Request 1>
Name every person mentioned in the essay on Brexit.
Request 2>
Reproduce the part of the essay on Brexit that begins at the words "I Have Seen" and stops after the words "always trumps economics.".
Request 3>
According to the essay on Brexit, why was it predictable that the European Union would drive a hard bargain with Britain?

== Selected passage ==

This article, by Theodore Dalrymple, first published in Law and Liberty is reproduced by this Not For Profit site under fair use terms in the public interest, as the chaotic failure of our government to deliver the democratic decision to leave the European Union (Brexit) has revealed the chasm that has opened between the ruling elite and the nation they govern is now insurmountable.

I Have Seen London’s Future and It Is Caracas

 

Important (for good or evil) as Brexit may be to the future of Britain, it is not without its importance for the European Union. Indeed, it was always essential for the Union that Britain’s departure should be an economic disaster for Britain: for if it were not, why have a union at all?

It was therefore entirely predictable that the Union should drive a hard bargain with Britain, even a bargain economically harmful to itself, provided only that it was worse for Britain: for the self-preservation of the European political class is at stake. In the European Union politics always trumps economics.

In Britain too, political considerations were uppermost in the minds of those who voted for Brexit. They saw in the European Union a Yugoslavia in the making, led by a megalomaniac class without effective checks or balances. But now they are increasingly apprehensive of the economic costs of Brexit.

And the economic auguries for Britain are indeed poor, though not only, or even principally, because of the European Union’s hostility. The fact is that Britain is unlikely to be able to take any advantage of life outside the European straitjacket because its own political class is itself in favour of straitjackets that are no better, and quite possibly worse than, the European ones. The present Prime Minister, Theresa May, is very much a statist, indistinguishable from European social democrats, and the leader of the opposition, Mr Corbyn, who might well be the next Prime Minister, is an unapologetic admirer of Hugo Chavez. It is hardly to be expected that foreign investors will place much trust or confidence in an isolated country whose next government might very well weaken property rights, impose capital controls and increase corporate taxation in favour of supposed social justice. It would not take very long to turn Britain into a northern Venezuela: a Venezuela without the oil or the tropical climate.

Moreover, Britain already has many weaknesses and few strengths. It has a huge and persistent trade imbalance, because it does not produce enough of what the world wants and cannot easily be made to do so; it has a large national debt, about the same size as that of France, but without a highly functioning infrastructure such as France’s to show for it; its household debt is among the highest in the world. For many years, its economic policy might as well have been presided over by Mr Madoff; its social policy has been to smash up all forms of social solidarity or support for the vulnerable that do not pass through the state. The destruction of the little platoons has been very thorough: most large ‘charities’ in Britain are now dependent on government rather than on private funding, and hence are in effect departments of state.

===
== Data segment ==

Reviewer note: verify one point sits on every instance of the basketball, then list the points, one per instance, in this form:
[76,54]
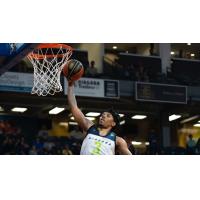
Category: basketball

===

Expected output 1>
Theodore Dalrymple, Theresa May, Mr Corbyn, Hugo Chavez, Mr Madoff

Expected output 2>
I Have Seen London’s Future and It Is Caracas

 

Important (for good or evil) as Brexit may be to the future of Britain, it is not without its importance for the European Union. Indeed, it was always essential for the Union that Britain’s departure should be an economic disaster for Britain: for if it were not, why have a union at all?

It was therefore entirely predictable that the Union should drive a hard bargain with Britain, even a bargain economically harmful to itself, provided only that it was worse for Britain: for the self-preservation of the European political class is at stake. In the European Union politics always trumps economics.

Expected output 3>
The self-preservation of the European political class is at stake, so the Union would accept a deal that harms itself economically as long as it is worse for Britain. It was essential for the Union that Britain's departure be an economic disaster, because otherwise there would be no reason to have a union at all.